SOURCE PASSAGE:
------------------------------------

Posted by
The Hermit Crab on Sunday, June 20, 2010 3:15:32 PM
I owe so much love and admiration to my father that trying to write the tribute he deserves is an intimidating task. However, since he's not on the web, he'll never know how short I fell, so here goes...
I never refer to my father as a great man. He would reject the term, and I actually think the word "fine" is more appropriate. Despite the lack of a positive male role model through most of his childhood (I'd say all, but I wasn't there), my father (hereafter known as "Dad" to save typing) managed to turn himself into a fine husband, a fine father, a fine grandfather, a fine great-grandfather, and pretty much a fine everything else he is or has been. Father's Day was invented to honor men like Dad. He is 82 years old now, and convinced he is nearing the end of the trail, which appalls all of those who rely on the old man's sound judgment and good humor. Like me.
Everything I know about being a man I learned from Dad, either directly or indirectly.
A man is honest, and my Dad is definitely that. On my wedding day (I got married at the age of 45), I asked him "Well, Dad, did you ever think you'd see this day?" His answer? "No."

------------------------------------

DATA SHOWN:
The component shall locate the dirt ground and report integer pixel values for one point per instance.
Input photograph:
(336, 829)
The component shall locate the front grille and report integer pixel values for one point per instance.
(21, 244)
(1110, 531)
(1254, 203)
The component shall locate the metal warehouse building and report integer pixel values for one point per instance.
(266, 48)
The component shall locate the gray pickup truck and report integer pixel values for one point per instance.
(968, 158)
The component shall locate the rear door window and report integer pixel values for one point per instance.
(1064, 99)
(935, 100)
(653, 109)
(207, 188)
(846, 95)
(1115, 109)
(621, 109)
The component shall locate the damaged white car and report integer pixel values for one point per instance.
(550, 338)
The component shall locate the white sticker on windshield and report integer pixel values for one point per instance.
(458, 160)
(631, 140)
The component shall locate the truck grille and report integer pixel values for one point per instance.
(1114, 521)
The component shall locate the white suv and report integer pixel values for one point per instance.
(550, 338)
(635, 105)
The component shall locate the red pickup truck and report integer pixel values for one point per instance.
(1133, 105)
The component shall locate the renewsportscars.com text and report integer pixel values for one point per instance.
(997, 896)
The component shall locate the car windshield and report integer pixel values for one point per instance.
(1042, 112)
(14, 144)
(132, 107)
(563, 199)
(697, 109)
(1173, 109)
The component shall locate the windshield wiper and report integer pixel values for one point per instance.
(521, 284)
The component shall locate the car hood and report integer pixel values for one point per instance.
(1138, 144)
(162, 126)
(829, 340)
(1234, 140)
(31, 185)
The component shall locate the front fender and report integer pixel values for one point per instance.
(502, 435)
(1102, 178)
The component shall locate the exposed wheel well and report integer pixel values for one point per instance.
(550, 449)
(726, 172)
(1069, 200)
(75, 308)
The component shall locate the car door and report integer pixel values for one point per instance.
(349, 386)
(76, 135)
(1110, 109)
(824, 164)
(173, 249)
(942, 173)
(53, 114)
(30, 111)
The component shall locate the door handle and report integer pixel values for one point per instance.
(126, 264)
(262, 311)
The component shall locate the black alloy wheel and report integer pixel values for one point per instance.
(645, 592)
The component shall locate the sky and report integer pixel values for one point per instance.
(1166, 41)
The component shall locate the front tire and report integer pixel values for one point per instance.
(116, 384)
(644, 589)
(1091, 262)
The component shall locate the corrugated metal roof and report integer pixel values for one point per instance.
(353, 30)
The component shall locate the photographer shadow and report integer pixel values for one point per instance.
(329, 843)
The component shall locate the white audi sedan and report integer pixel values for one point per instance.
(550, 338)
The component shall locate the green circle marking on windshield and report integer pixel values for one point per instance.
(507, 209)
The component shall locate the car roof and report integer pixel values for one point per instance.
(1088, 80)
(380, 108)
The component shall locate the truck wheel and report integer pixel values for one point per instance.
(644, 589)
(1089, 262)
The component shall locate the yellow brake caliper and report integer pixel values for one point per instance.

------------------------------------

APPLY WHAT YOU READ:
• a. Answer these questions from the Father's Day tribute:
(i) How old is the writer's father now?
(ii) Which word does the writer consider more fitting than "great" to describe him?
(iii) At what age did the writer get married?
• b. Reproduce the Father's Day tribute word for word from "I never refer" to "directly or indirectly.".
Answer using only the Father's Day tribute; do not use the listing.

RESULTS FOR THE EXERCISE:
• a.
(i) 82 years old
(ii) "Fine"
(iii) 45

• b.
I never refer to my father as a great man. He would reject the term, and I actually think the word "fine" is more appropriate. Despite the lack of a positive male role model through most of his childhood (I'd say all, but I wasn't there), my father (hereafter known as "Dad" to save typing) managed to turn himself into a fine husband, a fine father, a fine grandfather, a fine great-grandfather, and pretty much a fine everything else he is or has been. Father's Day was invented to honor men like Dad. He is 82 years old now, and convinced he is nearing the end of the trail, which appalls all of those who rely on the old man's sound judgment and good humor. Like me.
Everything I know about being a man I learned from Dad, either directly or indirectly.